▶ _Given problem_: Filter the records below, keeping only the lines that contain the word "hillside", and copy each such line in full.
┌─ The records
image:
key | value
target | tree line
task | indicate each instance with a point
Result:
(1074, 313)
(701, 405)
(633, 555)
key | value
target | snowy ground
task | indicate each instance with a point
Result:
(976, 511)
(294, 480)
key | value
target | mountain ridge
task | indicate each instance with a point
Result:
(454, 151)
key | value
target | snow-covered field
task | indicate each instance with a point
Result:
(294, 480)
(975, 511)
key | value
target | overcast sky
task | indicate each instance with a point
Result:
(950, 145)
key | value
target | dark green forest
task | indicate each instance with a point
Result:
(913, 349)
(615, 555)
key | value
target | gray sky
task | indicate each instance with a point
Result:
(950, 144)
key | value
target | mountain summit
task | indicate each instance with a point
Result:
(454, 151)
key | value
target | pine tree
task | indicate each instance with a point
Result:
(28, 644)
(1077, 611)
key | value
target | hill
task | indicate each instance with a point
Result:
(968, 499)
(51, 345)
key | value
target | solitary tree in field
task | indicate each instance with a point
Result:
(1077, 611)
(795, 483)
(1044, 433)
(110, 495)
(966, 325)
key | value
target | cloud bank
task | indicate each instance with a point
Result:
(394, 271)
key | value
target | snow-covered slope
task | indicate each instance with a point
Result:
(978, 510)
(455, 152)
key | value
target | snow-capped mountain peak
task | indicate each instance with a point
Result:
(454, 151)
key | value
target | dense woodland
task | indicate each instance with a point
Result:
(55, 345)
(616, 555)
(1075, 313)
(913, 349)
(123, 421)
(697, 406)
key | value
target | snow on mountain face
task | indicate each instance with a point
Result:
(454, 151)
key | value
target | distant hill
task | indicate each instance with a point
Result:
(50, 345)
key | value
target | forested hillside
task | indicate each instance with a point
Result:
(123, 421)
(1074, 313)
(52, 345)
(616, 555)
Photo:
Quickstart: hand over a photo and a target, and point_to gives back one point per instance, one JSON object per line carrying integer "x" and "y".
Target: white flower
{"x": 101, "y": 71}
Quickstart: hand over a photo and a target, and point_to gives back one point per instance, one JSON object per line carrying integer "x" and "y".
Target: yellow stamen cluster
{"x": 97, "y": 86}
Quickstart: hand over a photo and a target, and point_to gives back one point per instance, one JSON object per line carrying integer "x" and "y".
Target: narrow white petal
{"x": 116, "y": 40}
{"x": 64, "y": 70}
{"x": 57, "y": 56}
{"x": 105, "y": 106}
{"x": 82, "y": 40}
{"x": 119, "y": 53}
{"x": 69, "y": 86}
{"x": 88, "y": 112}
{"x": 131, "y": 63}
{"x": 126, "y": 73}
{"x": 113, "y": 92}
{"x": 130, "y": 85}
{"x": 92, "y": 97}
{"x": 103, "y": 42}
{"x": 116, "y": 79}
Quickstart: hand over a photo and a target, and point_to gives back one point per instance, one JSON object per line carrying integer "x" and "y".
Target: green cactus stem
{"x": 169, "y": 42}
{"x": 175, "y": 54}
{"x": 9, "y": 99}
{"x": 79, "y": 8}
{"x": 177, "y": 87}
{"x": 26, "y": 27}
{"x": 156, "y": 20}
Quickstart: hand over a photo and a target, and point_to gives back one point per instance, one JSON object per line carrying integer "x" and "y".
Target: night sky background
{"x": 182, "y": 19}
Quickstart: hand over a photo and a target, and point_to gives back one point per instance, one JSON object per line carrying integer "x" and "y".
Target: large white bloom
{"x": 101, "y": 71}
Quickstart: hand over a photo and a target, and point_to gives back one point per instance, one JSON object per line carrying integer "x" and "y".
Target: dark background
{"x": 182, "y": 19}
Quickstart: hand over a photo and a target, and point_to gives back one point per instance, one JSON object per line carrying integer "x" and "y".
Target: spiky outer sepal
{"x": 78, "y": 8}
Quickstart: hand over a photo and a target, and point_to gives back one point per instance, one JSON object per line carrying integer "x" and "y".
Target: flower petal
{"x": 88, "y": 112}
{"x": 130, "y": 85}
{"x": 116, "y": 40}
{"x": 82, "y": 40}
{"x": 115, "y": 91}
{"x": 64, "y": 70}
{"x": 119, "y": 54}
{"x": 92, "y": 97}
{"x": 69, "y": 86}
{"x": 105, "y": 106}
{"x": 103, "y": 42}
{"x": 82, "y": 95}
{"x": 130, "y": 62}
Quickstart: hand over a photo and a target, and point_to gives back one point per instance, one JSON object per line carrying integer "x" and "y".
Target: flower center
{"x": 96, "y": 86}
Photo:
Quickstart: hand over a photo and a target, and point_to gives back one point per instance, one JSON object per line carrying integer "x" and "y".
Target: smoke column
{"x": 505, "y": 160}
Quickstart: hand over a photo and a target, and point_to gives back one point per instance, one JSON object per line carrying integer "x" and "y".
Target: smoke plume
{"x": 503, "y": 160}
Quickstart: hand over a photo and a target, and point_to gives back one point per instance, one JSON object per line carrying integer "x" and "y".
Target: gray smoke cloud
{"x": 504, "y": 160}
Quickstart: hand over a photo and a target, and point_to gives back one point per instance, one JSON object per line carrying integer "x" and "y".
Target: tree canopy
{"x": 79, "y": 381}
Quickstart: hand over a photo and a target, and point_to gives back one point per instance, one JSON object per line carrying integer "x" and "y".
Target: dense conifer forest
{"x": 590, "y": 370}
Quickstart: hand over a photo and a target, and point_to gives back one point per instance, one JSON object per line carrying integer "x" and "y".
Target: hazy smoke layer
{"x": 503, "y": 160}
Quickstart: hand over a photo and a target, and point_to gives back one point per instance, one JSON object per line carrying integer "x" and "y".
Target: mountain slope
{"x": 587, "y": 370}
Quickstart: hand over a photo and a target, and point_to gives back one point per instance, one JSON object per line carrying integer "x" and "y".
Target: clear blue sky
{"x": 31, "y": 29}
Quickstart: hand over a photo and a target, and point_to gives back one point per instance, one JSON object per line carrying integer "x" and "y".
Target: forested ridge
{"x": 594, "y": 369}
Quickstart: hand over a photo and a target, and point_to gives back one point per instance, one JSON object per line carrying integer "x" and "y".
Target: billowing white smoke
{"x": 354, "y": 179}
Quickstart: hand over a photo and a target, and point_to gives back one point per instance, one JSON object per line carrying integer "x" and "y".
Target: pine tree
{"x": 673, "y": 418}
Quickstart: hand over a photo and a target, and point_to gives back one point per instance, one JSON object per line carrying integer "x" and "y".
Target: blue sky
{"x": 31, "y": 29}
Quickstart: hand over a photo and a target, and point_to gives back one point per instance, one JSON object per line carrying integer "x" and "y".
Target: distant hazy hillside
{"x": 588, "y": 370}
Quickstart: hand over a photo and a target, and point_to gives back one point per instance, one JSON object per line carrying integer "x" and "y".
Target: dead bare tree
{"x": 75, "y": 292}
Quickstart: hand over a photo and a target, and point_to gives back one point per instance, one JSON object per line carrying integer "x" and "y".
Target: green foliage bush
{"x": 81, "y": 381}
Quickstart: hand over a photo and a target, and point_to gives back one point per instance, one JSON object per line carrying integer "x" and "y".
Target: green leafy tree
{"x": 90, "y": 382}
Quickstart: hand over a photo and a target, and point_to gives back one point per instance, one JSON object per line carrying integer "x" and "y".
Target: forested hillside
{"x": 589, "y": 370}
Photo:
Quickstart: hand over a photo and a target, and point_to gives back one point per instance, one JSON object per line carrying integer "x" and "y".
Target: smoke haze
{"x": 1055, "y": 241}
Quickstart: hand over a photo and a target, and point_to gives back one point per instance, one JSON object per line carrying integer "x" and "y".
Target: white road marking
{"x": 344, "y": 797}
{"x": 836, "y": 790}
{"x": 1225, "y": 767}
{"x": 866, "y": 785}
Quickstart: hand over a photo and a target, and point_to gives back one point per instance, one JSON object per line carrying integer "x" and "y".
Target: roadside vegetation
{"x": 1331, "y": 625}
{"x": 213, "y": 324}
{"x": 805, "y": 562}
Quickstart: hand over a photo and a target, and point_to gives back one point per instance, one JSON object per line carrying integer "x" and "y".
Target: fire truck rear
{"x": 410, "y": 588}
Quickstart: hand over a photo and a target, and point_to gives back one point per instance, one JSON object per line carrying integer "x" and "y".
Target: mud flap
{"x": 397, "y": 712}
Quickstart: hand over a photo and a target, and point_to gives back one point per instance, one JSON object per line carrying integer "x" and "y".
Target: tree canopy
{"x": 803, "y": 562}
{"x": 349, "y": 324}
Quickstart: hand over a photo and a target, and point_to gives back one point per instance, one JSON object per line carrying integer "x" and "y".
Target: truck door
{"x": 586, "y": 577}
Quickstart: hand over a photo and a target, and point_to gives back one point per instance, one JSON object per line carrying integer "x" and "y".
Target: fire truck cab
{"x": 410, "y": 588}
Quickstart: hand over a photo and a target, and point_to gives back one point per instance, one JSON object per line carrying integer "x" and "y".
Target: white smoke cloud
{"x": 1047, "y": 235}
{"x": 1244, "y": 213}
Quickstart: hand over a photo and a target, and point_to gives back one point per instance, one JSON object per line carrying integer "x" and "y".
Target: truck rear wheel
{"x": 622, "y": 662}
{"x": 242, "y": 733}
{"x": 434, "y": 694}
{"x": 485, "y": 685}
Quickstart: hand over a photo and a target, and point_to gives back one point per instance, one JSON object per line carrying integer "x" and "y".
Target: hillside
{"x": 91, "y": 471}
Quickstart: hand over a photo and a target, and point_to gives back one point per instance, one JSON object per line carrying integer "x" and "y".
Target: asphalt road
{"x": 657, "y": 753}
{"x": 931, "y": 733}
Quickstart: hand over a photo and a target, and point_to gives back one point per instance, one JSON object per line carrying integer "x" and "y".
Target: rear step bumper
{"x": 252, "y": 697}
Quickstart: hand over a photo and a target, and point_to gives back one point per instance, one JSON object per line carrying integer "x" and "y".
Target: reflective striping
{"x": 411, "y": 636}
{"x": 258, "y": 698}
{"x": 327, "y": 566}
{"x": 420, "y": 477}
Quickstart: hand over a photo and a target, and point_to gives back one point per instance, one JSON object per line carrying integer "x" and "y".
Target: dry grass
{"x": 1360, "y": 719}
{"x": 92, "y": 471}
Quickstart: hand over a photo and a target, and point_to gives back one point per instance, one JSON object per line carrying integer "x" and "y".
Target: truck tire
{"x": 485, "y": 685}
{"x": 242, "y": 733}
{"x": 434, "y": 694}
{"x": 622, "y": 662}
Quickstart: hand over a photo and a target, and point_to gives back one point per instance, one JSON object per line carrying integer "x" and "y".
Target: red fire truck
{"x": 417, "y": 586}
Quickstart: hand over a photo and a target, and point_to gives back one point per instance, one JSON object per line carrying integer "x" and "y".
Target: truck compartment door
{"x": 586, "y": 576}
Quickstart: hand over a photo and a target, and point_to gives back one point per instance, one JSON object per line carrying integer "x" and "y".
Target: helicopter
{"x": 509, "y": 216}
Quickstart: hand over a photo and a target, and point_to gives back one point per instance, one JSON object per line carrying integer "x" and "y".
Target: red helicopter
└─
▶ _Exercise response_:
target | forested hillside
Target: distant hazy hillside
Target: forested hillside
Target: hillside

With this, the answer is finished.